### RECORDS PROVIDED ###
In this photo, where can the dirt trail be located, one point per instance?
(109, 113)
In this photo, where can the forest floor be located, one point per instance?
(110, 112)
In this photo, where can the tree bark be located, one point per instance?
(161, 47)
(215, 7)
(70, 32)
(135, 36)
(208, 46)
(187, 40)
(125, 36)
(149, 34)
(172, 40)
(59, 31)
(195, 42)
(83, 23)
###
### RECORDS PROVIDED ###
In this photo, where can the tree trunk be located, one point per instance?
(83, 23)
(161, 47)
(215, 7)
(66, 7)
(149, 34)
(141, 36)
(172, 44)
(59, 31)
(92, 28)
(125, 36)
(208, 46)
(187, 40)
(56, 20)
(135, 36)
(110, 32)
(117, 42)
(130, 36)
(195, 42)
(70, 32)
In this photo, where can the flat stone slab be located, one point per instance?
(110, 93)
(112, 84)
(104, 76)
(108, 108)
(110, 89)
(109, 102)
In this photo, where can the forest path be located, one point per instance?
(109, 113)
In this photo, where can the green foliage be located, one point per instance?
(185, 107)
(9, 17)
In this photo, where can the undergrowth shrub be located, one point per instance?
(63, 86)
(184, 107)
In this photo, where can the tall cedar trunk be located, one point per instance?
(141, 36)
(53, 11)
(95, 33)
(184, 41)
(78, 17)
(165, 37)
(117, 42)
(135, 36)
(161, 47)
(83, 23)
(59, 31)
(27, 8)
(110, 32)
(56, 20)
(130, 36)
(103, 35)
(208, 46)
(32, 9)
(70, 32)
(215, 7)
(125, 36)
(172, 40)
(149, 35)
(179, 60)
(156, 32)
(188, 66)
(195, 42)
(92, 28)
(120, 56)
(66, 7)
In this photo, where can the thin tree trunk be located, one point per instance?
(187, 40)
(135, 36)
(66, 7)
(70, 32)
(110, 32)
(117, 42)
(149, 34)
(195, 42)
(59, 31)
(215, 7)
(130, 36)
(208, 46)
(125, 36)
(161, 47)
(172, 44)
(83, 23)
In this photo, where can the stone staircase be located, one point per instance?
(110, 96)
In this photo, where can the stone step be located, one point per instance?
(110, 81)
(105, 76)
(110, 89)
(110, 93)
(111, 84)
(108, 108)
###
### RECORDS PROVIDED ###
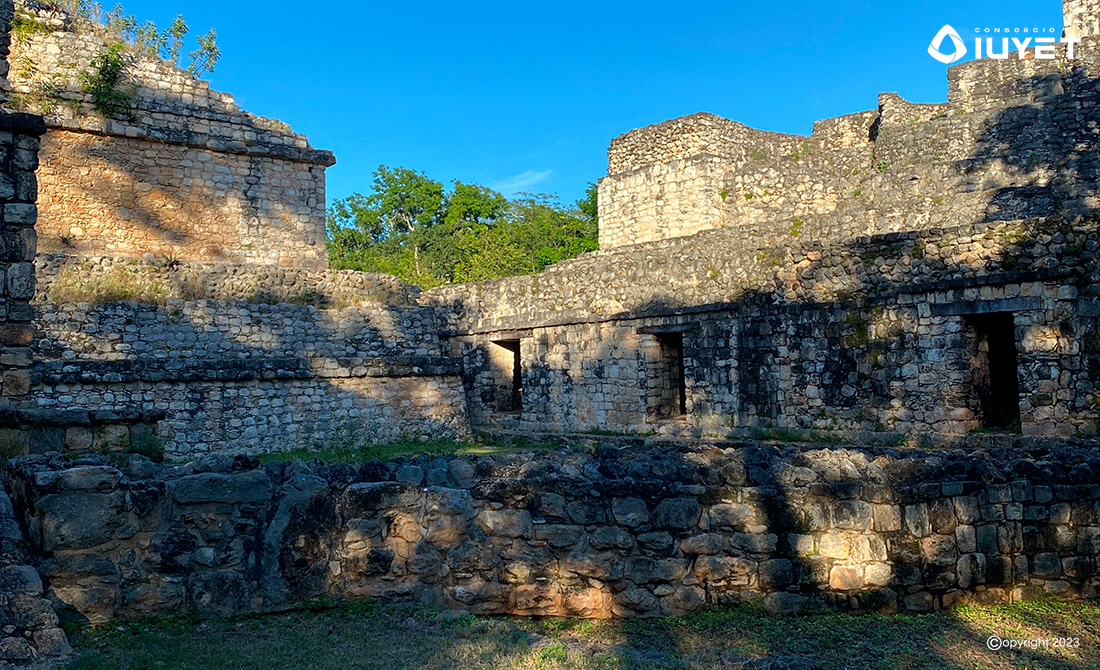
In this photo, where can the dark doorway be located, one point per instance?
###
**SHORT EXERCISE**
Please count how many lines in the rows above contain the word "forest". Reply with the number only.

**SOLUTION TO THIS PROBLEM**
2